Reproduce verbatim every line of the data from the one containing "Accessibility service: describe where the bridge arch" through the last line, including both of these.

Data shown:
______________________________

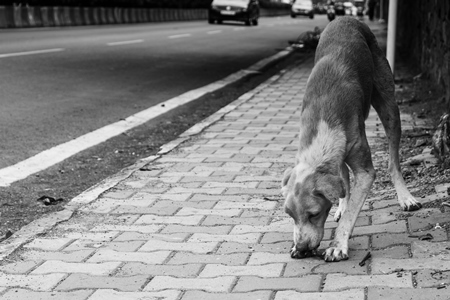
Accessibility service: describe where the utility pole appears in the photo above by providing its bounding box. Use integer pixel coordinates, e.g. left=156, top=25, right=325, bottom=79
left=386, top=0, right=398, bottom=73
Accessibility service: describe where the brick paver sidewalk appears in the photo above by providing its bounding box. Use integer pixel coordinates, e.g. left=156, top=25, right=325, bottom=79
left=0, top=21, right=450, bottom=300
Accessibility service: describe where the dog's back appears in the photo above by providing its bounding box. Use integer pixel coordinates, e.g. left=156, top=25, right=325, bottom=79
left=303, top=17, right=378, bottom=126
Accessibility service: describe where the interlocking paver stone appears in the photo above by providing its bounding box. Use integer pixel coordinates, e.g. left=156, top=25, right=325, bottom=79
left=168, top=252, right=248, bottom=265
left=144, top=276, right=236, bottom=293
left=233, top=275, right=322, bottom=292
left=199, top=264, right=284, bottom=277
left=323, top=273, right=413, bottom=292
left=0, top=270, right=67, bottom=291
left=87, top=250, right=171, bottom=264
left=31, top=260, right=121, bottom=275
left=88, top=289, right=181, bottom=300
left=1, top=289, right=92, bottom=300
left=181, top=291, right=272, bottom=300
left=275, top=289, right=366, bottom=300
left=139, top=240, right=218, bottom=253
left=56, top=273, right=149, bottom=292
left=117, top=262, right=203, bottom=278
left=368, top=287, right=450, bottom=300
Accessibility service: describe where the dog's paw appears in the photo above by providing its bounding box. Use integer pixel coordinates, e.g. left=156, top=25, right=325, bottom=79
left=323, top=247, right=348, bottom=262
left=400, top=197, right=422, bottom=211
left=334, top=206, right=344, bottom=222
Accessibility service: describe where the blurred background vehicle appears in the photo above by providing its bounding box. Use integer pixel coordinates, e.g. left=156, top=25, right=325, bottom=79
left=291, top=0, right=314, bottom=19
left=314, top=3, right=327, bottom=15
left=327, top=3, right=336, bottom=22
left=208, top=0, right=259, bottom=26
left=334, top=1, right=345, bottom=16
left=353, top=0, right=366, bottom=17
left=344, top=1, right=356, bottom=16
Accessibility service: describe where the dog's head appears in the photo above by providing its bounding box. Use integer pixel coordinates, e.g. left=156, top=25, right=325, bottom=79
left=281, top=163, right=345, bottom=258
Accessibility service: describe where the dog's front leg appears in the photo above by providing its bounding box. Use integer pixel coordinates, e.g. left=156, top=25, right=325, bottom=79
left=324, top=162, right=375, bottom=261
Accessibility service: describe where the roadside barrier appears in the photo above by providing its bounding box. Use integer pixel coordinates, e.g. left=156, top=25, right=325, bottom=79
left=0, top=5, right=289, bottom=28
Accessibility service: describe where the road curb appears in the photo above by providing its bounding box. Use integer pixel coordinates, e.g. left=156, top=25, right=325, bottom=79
left=0, top=47, right=302, bottom=260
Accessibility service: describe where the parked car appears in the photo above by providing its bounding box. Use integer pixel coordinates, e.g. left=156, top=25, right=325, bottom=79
left=208, top=0, right=259, bottom=26
left=344, top=1, right=356, bottom=16
left=291, top=0, right=314, bottom=19
left=353, top=0, right=366, bottom=17
left=334, top=1, right=345, bottom=16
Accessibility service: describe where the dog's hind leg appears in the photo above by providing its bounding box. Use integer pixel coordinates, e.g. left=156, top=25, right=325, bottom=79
left=372, top=47, right=422, bottom=211
left=334, top=163, right=350, bottom=222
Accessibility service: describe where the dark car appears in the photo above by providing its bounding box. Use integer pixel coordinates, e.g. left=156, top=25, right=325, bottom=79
left=334, top=1, right=345, bottom=16
left=208, top=0, right=259, bottom=26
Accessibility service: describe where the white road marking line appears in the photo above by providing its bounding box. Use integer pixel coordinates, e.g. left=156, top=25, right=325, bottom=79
left=0, top=48, right=291, bottom=187
left=0, top=48, right=65, bottom=58
left=106, top=40, right=144, bottom=46
left=168, top=33, right=191, bottom=39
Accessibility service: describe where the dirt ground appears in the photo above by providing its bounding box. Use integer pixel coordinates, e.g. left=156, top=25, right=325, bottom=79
left=372, top=58, right=450, bottom=212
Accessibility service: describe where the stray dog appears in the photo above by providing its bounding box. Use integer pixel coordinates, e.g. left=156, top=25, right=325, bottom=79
left=281, top=17, right=421, bottom=261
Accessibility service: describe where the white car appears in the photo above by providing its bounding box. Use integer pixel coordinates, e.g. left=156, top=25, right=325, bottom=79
left=291, top=0, right=314, bottom=19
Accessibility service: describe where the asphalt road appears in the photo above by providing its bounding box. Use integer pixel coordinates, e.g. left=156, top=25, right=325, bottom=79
left=0, top=16, right=328, bottom=237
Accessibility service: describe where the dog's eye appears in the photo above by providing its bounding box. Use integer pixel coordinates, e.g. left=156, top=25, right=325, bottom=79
left=309, top=211, right=320, bottom=219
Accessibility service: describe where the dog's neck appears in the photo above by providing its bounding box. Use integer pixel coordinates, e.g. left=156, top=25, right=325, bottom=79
left=296, top=120, right=346, bottom=173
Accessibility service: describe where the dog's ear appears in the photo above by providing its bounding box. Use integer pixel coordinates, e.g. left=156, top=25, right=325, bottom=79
left=281, top=168, right=293, bottom=197
left=313, top=173, right=345, bottom=203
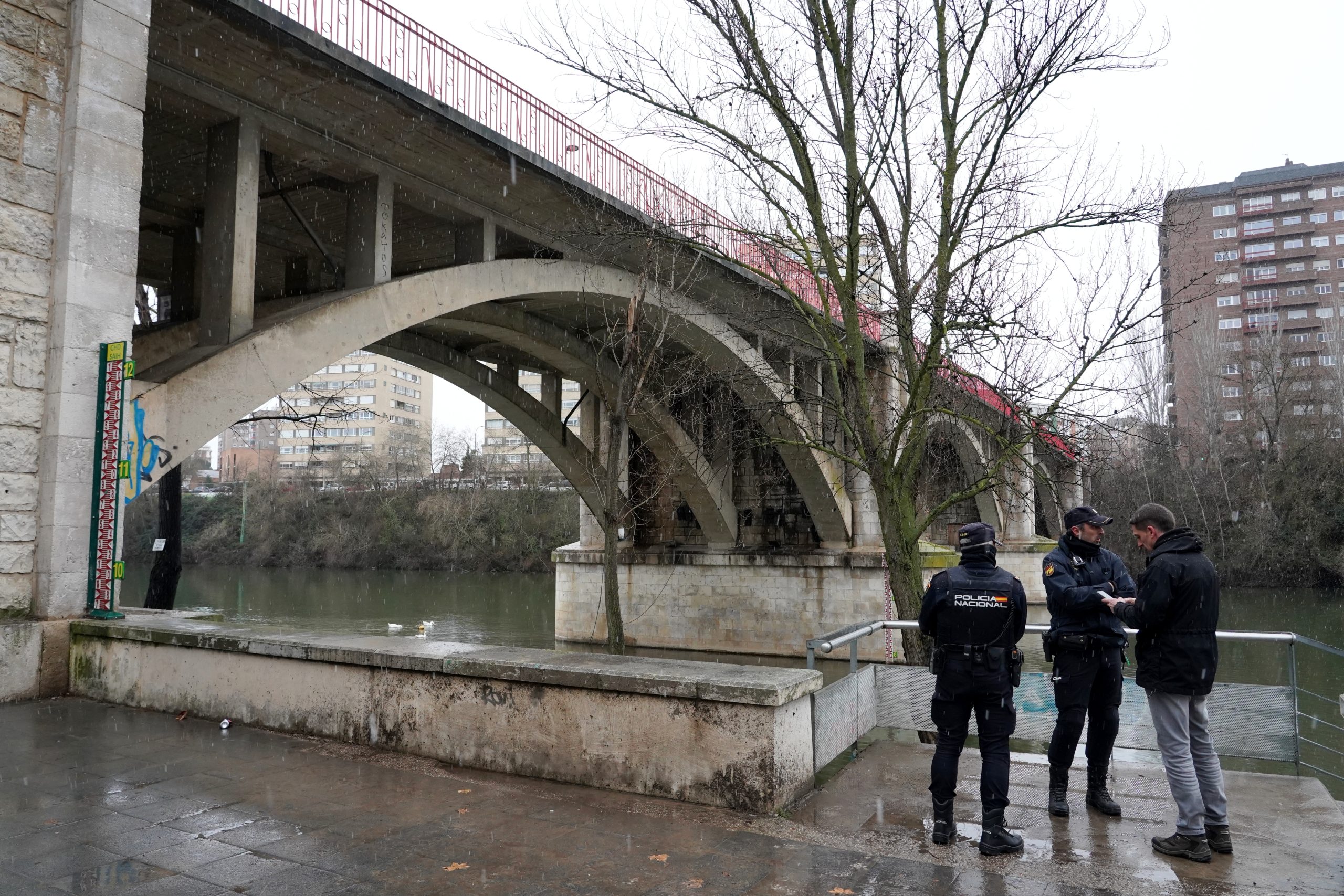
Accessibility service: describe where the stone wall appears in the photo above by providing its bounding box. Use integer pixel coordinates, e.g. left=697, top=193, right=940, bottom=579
left=551, top=541, right=1049, bottom=661
left=0, top=0, right=70, bottom=617
left=70, top=611, right=821, bottom=811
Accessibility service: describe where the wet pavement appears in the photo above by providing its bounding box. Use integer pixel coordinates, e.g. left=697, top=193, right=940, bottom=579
left=0, top=699, right=1344, bottom=896
left=792, top=730, right=1344, bottom=894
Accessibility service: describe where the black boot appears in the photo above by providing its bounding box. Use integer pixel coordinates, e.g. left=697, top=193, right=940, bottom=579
left=1046, top=766, right=1068, bottom=818
left=980, top=809, right=1022, bottom=856
left=1087, top=766, right=1119, bottom=815
left=933, top=798, right=957, bottom=846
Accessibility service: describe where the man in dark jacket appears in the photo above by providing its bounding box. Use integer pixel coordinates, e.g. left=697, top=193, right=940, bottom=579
left=1106, top=504, right=1233, bottom=862
left=1042, top=507, right=1135, bottom=817
left=919, top=523, right=1027, bottom=856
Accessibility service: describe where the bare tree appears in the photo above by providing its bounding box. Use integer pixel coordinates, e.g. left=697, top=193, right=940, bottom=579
left=523, top=0, right=1161, bottom=662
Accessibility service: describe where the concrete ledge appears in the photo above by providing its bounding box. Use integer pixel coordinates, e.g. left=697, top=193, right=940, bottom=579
left=70, top=619, right=821, bottom=811
left=71, top=614, right=821, bottom=707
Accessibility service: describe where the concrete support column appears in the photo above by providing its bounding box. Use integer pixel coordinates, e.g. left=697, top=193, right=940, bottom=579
left=168, top=224, right=200, bottom=322
left=200, top=118, right=261, bottom=345
left=35, top=0, right=149, bottom=620
left=345, top=176, right=393, bottom=289
left=453, top=218, right=495, bottom=265
left=578, top=392, right=602, bottom=548
left=539, top=371, right=562, bottom=416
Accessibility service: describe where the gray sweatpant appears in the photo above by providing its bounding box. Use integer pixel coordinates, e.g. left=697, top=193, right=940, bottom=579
left=1148, top=690, right=1227, bottom=834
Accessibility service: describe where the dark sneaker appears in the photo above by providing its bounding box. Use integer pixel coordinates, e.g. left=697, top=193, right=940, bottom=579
left=1153, top=834, right=1214, bottom=862
left=933, top=799, right=957, bottom=846
left=1046, top=766, right=1068, bottom=818
left=980, top=810, right=1022, bottom=856
left=1085, top=767, right=1119, bottom=815
left=1204, top=825, right=1233, bottom=856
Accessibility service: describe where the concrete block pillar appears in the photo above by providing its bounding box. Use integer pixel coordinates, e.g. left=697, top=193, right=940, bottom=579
left=200, top=118, right=261, bottom=345
left=35, top=0, right=149, bottom=619
left=540, top=371, right=561, bottom=416
left=453, top=218, right=495, bottom=265
left=345, top=176, right=393, bottom=289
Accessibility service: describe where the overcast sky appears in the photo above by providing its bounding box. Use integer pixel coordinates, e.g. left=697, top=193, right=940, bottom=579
left=408, top=0, right=1344, bottom=435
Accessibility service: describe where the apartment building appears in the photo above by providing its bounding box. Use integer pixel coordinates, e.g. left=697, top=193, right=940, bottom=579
left=276, top=351, right=434, bottom=481
left=219, top=419, right=279, bottom=482
left=1161, top=161, right=1344, bottom=445
left=481, top=365, right=582, bottom=478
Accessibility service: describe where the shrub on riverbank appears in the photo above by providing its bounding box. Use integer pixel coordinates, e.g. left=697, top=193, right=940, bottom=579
left=125, top=481, right=578, bottom=572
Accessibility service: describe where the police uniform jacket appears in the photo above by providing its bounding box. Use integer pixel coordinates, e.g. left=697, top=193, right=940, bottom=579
left=919, top=553, right=1027, bottom=648
left=1040, top=539, right=1136, bottom=648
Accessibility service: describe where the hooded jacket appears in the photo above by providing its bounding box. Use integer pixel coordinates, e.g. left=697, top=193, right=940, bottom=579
left=1116, top=526, right=1217, bottom=697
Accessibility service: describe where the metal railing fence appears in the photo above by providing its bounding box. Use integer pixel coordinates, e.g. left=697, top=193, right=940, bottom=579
left=806, top=619, right=1344, bottom=791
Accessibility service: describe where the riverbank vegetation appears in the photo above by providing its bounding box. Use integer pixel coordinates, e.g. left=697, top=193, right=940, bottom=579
left=125, top=478, right=578, bottom=572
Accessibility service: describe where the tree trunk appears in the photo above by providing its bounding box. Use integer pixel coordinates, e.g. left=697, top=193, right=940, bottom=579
left=602, top=513, right=625, bottom=654
left=145, top=465, right=182, bottom=610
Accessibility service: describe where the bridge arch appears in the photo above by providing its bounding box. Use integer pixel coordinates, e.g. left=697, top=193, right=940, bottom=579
left=132, top=259, right=850, bottom=547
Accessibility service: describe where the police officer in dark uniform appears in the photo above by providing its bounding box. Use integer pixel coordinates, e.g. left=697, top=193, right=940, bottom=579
left=1042, top=507, right=1136, bottom=817
left=919, top=523, right=1027, bottom=856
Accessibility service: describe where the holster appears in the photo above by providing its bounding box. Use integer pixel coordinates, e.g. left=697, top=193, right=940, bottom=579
left=929, top=648, right=948, bottom=676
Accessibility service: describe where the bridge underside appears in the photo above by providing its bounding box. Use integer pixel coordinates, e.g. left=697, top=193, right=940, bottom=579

______________________________

The result:
Accessibility service: describe where the bridge arch appears in the photo above by providing its bounding box. Use integer pixel coordinates, e.g. left=697, top=193, right=940, bottom=579
left=132, top=259, right=850, bottom=547
Accessibility service: describe where the police officer in dark uniform appears in the photo above by providing its bounding box. Use integer pixel coordinates, e.g. left=697, top=193, right=940, bottom=579
left=1042, top=507, right=1136, bottom=817
left=919, top=523, right=1027, bottom=856
Accessibility service: describe where the holster appears in the photo above by providing its bounding box. Use integer pixel coordinates, e.g. left=697, top=193, right=940, bottom=579
left=929, top=648, right=948, bottom=676
Accessibility service: describe where the bridge underside appears in the photo above by providing its bounding box. Use integer pixel coordinates, e.g. left=697, top=193, right=940, bottom=579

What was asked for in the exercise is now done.